§ **Consignes**
1/ Le texte sur Reed Hastings confirme-t-il chacune des affirmations suivantes ? (a) La soirée s'est déroulée le 16 septembre sur le campus d'HEC. (b) Reed Hastings a renoncé à sa « souris à pied » parce qu'elle coûtait trop cher. (c) Pure Software a fini par décoller en 1991. Répondez par oui ou non, en citant à chaque fois les mots du texte qui tranchent.
2/ Reprenez le texte sur Reed Hastings à la suite de sa dernière phrase.

§ **Extrait du texte**
Reed Hastings partage sa vision de l’aventure Netflix
22 ans après l’avoir cofondé, Reed Hastings a dévoilé aux étudiants et collaborateurs d'HEC les ingrédients de la réussite mondiale de Netflix, et les défis à venir. La soirée a attiré un public nombreux et enthousiaste à l’idée de découvrir l’histoire de cet empire du streaming, qui a transformé l'industrie des médias.
Reed Hastings avait déjà décrit sa décision de créer Netflix comme une « absurdité » qui lui aurait demandé « un niveau de confiance quasi irrationnel » : « pour être entrepreneur, il faut avoir l'impression d’être capable de sauter d'un avion parce que vous êtes persuadé de pouvoir attraper au vol un oiseau qui passerait par là », ajoutait-il alors. « Cela peut paraître absurde, et la plupart des entrepreneurs finissent par s’écraser parce que l'oiseau ne passe pas. Mais parfois il passe. »
En cette douce soirée du 16 septembre, sur le campus d’HEC, le quinquagénaire à l’allure débonnaire préfère décrire son parcours comme « une série d'événements heureux ». Netflix, selon Reed Hastings, est né de l'accumulation « d’idées épouvantables ». « Je suis un peu obsessionnel », avoue-t-il devant un amphithéâtre Blondeau plein à craquer : « une fois, j’avais fait un business plan détaillé pour une "souris à pied" pour mon ordinateur portable, afin de gagner du temps. Mais j'ai découvert que les sols sont souvent très sales, et puis j'ai très vite eu des crampes à la jambe. » Sans être découragé par des échecs répétés, l'entrepreneur américain avoue avoir exploré des projets « idiots », dont l'un, Pure Software, a pourtant fini par décoller en 1991. « L'humour noir m'a toujours aidé à relever ces défis. Dans l’entrepreneuriat, il est impossible d'éviter l'échec. Vous devez juste accepter que ça ne marchera probablement pas. Mais vous apprendrez beaucoup. »

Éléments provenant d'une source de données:
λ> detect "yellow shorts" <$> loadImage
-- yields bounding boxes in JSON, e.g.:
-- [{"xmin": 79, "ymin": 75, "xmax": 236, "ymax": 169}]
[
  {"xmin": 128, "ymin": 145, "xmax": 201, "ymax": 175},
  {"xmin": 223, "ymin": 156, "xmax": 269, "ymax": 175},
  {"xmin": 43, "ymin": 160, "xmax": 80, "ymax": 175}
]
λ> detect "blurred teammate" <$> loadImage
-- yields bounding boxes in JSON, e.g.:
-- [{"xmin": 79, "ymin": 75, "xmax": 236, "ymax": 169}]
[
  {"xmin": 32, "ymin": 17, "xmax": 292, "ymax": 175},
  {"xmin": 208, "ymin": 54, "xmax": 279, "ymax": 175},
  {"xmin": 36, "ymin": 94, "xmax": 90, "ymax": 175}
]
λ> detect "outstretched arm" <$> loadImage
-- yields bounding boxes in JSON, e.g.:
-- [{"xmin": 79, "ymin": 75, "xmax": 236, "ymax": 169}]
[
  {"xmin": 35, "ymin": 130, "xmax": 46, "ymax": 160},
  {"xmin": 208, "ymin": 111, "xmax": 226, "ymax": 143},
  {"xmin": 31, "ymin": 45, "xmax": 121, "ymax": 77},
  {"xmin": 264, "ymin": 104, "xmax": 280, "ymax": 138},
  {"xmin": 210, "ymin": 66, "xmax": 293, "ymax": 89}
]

§ **Réponses**
1/
(a) Oui : « En cette douce soirée du 16 septembre, sur le campus d’HEC ».
(b) Non : « j'ai découvert que les sols sont souvent très sales, et puis j'ai très vite eu des crampes à la jambe ».
(c) Oui : « dont l'un, Pure Software, a pourtant fini par décoller en 1991 ».

2/
Netflix en France
Reed Hastings évoque ensuite sa philosophie des affaires, ses projets philanthropiques et les défis futurs du secteur du divertissement : présents sur scène, trois étudiants, Agnès Ignace (EMBA), Arnaud Steinfels (MBA) et Rozenn Révois (Grande Ecole), ont relayé directement les questions du public. Celles-ci concernaient aussi bien les politiques de recrutement du PDG, que ses méthodes de management iconoclastes (notamment le controversé « keeper test ») et sa riposte face aux offensives d’Apple et Disney. « J'évite les métaphores guerrières », reconnaît l’ancien ingénieur devant un auditoire captivé. « Je vois mes concurrents dans le secteur du divertissement davantage comme des athlètes sur une piste de course. On se bousculera peut-être un peu, mais on n'essaiera pas de faire trébucher les autres. »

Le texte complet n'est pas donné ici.